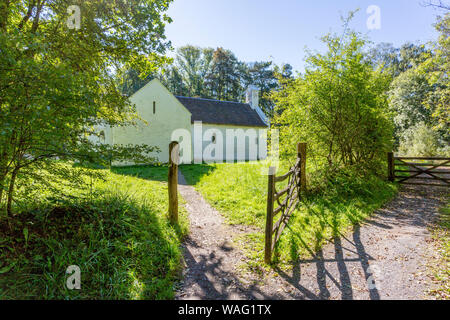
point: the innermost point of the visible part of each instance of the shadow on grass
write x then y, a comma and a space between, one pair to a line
148, 172
194, 172
324, 261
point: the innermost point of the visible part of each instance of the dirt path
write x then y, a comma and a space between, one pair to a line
385, 258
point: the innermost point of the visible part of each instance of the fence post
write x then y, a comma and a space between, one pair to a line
301, 153
269, 218
174, 159
391, 166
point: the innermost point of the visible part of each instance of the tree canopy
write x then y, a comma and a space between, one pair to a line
57, 83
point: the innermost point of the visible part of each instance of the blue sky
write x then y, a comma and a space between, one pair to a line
279, 30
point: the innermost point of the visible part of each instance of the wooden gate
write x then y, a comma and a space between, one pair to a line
287, 199
428, 171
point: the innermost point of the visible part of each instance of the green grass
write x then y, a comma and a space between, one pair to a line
442, 268
117, 233
239, 191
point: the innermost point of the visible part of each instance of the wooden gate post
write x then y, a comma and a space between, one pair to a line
301, 153
174, 159
391, 166
269, 218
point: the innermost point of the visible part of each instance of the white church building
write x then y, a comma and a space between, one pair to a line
207, 130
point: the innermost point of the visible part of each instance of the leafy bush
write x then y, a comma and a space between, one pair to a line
338, 106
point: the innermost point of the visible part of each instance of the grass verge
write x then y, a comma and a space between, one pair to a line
441, 270
239, 192
117, 233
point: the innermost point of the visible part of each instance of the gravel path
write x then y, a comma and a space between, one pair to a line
385, 258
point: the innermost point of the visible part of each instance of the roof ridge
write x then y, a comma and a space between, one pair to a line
211, 100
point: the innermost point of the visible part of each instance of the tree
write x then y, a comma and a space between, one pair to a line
58, 83
223, 79
338, 105
407, 100
437, 70
261, 74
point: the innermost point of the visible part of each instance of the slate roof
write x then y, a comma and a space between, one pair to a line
221, 112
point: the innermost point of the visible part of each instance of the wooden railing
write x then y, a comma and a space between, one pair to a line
174, 160
419, 170
287, 199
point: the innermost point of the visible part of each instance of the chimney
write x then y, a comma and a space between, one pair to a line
252, 96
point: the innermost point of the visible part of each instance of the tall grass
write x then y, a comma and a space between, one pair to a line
117, 233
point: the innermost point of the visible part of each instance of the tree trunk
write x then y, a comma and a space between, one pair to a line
11, 191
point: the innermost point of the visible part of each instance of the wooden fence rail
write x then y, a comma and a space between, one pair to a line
419, 170
287, 199
174, 159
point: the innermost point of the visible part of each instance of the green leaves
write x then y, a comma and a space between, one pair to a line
338, 106
56, 82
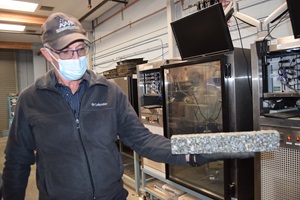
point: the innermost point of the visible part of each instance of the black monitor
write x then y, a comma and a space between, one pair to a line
202, 33
294, 10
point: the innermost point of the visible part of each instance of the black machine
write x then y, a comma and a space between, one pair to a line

================================

#### [DIRECTIVE]
Render every line of the material above as a numbered list, skipping any blank lines. Leave the picture lines out of the answer.

#### [TASK OUTPUT]
1. point: the innermost point of the visible part of each instance of the shadow on grass
2. write x then y, a comma and a space between, one pair to a line
3. 148, 172
4. 194, 172
5. 324, 261
6. point: the innermost point of the visible part of each instance of the dirt path
7. write x then y, a comma and a space between, one pair to a line
8. 385, 258
9. point: the innermost point of the visible part of each instance of the fence post
10. write x then y, a comma and a space between, one pair to a line
11. 301, 153
12. 269, 218
13. 174, 159
14. 391, 166
15. point: the innermost point of the visible part of each instance of the tree canopy
16. write x then y, a comma and a space between, one pair to a line
17. 57, 83
18. point: the innermost point of the visible part of each instance of the blue sky
19. write x then y, a comma and a space between, one pair to a line
20. 279, 30
21. point: the innermost point of the visible part of each instance of the wooden gate
22. write x then y, a comma and a space between, one pair to a line
23. 287, 199
24. 428, 171
25. point: the innermost point of the visible part of each instance of the green grass
26. write x then y, a comma and a space between, one pair to a line
27. 442, 268
28. 117, 233
29. 239, 191
30. point: the innermost point of the visible part of each instance of the wooden gate post
31. write x then y, a comma and a space between, one pair to a line
32. 301, 153
33. 174, 159
34. 391, 166
35. 269, 218
36. point: the innermost point of the visible part of each instance of the white church building
37. write x then y, a comma and a space between, one pair to a line
38. 207, 130
39. point: the innermost point of the visible part of each instance of the leafy bush
40. write x then y, a comma and a space between, one pair to a line
41. 338, 106
42. point: the innermost point of the visible part of each instance of the grass verge
43. write x then y, a comma and a space between, one pair to a line
44. 441, 270
45. 239, 192
46. 117, 233
47. point: the innermost point of the visible part of each instance of the gravel path
48. write x then y, a comma and a space between, one pair to a line
49. 385, 258
50. point: the innermost point of the visible part of each instance of the roof ridge
51. write x then y, a comma and a space between, one pair to a line
52. 211, 100
53. point: the innermost point of the visible part of each instance of the tree
54. write x then y, a comma and a space between, one pair to a line
55. 58, 83
56. 223, 79
57. 338, 105
58. 407, 100
59. 437, 70
60. 261, 74
61. point: the innermost point of the visible part of each instance of the slate roof
62. write x then y, a comma and a space between, one pair to a line
63. 221, 112
64. point: the innermost point of the visible part of each instance of the wooden railing
65. write x then y, a comma and a space between, one pair to a line
66. 174, 160
67. 419, 170
68. 287, 199
69. point: the innermost point of the visible part of each instance of the chimney
70. write x then y, a comma and a space between, one pair to a line
71. 252, 96
72. point: the innermost point of the visible part of each instance of the tall grass
73. write x then y, a comma and a space between, one pair to a line
74. 117, 233
75. point: the innermost point of the visible part of each instance of the tree trunk
76. write x then y, a comma and a space between, one pair to a line
77. 11, 191
78. point: the innermost point of the visible part of each instance of the wooden fence rail
79. write x then y, a comma and a space between, one pair to a line
80. 419, 170
81. 287, 199
82. 174, 159
83. point: the innermost point of the visible part of each instance of the green leaves
84. write x then y, a comma and a space between, one pair to a line
85. 338, 106
86. 56, 82
87. point: the innermost point of the visible part of each instance of the black monitor
88. write x then y, a comma and a space between, one pair to a line
89. 202, 33
90. 294, 10
91. point: the innermost point of the visible part of each instance of the black machine
92. write x then y, a comma and a space between, one pair to a line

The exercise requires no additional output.